## REQUIRED TASK
Rewrite the data below with "point" substituted for every "marker", keeping everything else the same.

>> Start

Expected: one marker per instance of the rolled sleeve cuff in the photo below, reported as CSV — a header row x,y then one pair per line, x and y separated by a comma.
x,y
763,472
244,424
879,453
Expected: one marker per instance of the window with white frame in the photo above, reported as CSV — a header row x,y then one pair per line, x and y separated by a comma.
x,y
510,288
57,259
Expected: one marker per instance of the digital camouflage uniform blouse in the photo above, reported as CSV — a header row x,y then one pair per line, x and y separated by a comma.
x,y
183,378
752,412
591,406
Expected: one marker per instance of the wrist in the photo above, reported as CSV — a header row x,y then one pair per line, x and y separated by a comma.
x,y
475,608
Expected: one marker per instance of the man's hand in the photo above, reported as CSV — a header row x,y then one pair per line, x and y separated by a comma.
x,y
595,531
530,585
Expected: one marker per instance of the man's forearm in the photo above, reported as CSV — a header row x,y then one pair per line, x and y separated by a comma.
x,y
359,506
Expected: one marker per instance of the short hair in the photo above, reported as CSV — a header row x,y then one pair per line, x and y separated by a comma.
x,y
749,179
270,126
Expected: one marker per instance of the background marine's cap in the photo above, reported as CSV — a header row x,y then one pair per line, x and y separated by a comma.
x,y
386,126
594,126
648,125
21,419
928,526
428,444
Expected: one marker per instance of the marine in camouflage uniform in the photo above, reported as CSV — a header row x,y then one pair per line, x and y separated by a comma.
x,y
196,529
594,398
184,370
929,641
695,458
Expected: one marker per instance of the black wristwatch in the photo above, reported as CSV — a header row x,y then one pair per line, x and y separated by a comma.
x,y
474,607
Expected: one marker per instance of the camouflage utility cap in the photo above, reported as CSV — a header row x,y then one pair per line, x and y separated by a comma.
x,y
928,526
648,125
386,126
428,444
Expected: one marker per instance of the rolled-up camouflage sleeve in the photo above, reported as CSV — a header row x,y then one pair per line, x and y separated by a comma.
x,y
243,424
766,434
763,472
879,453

>> End

## THE RESULT
Expected: one point per instance of the rolled sleeve cuff in the photo below, reported as CSV — a header row x,y then one pair per line, x and y separated by a comma.
x,y
763,472
244,424
879,453
Expected: one point per instance of the window with white frame in the photo above, reported as CSV — a header row x,y then one pair per line, x and y separated by a comma.
x,y
510,288
57,259
Expected: one point per instance of the digital camouflage uniform blouse in the photo above, reported as CSV — a header row x,y then one pair per line, x and y separated by a comma.
x,y
183,378
752,412
591,406
Expected: one point per instance of the wrist in the photo above, reported as CSV — a header row x,y then one pair per line, x and y separated by a comma.
x,y
475,608
Expected: one point per instance of the man's hand in the photo above, reported as CSV — a header row x,y then one pair per line, x and y separated by a comma.
x,y
595,531
530,585
Expected: one point per instance of the man's forearm in the photo above, reported as CSV — a header row x,y then one pair per line, x and y separated by a comma.
x,y
359,506
Expected: one point per instance of the short hair in the photo above, reported as CSV — a header row x,y then one pair per line, x and y separated by a comma.
x,y
749,179
270,126
Expected: one point per instance of the background marine's cap in the photo above, reported as CSV — a header row x,y then one pair per line, x and y separated by a comma.
x,y
386,126
594,126
648,125
21,419
928,526
428,444
Expected: one point per instance of the marine in camouflage uniform in the photo above, reported as CSV — a header row x,y then one pair per line, x and y separated by a comma.
x,y
196,529
594,398
184,370
929,641
695,458
Expected: one point per instance of the black wristwatch in the photo above, reported as CSV — a header row x,y then one pair per line, x and y separated by a comma.
x,y
474,607
Expected: one point per instance of the camouflage utility cap in the photo above, reported as CSV — a header row x,y then one pair per line, x and y separated by a comma.
x,y
928,526
648,125
386,126
428,444
Expected: one point per instance of the rolled-up camouflage sleeve in the photo above, reported as CSV — a header row x,y then one pair per line, x and y separated by a comma.
x,y
243,424
766,434
763,472
879,453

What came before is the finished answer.